Written exercise: Arrange the entries from the start of the entries through the line containing "point(162, 246)", inclusive, as a two-column CSV with the headers entry_text and answer. Give one row per entry, with each field in double quotes, line breaks replaced by spaces, and the pictures omitted.

[Dataset excerpt]
+===+

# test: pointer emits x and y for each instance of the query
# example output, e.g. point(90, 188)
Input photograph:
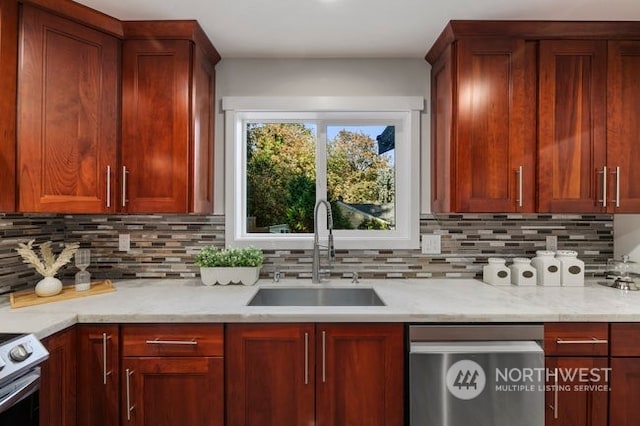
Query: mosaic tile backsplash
point(162, 246)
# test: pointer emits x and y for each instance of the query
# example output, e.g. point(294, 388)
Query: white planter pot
point(224, 276)
point(48, 286)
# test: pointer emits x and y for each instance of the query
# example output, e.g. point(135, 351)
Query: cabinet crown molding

+===+

Exercise result:
entry_text,answer
"# test: pointer emits x and y for each instance of the query # example output, e.g. point(90, 188) Input photograph: Query: mosaic tile backsplash","point(162, 246)"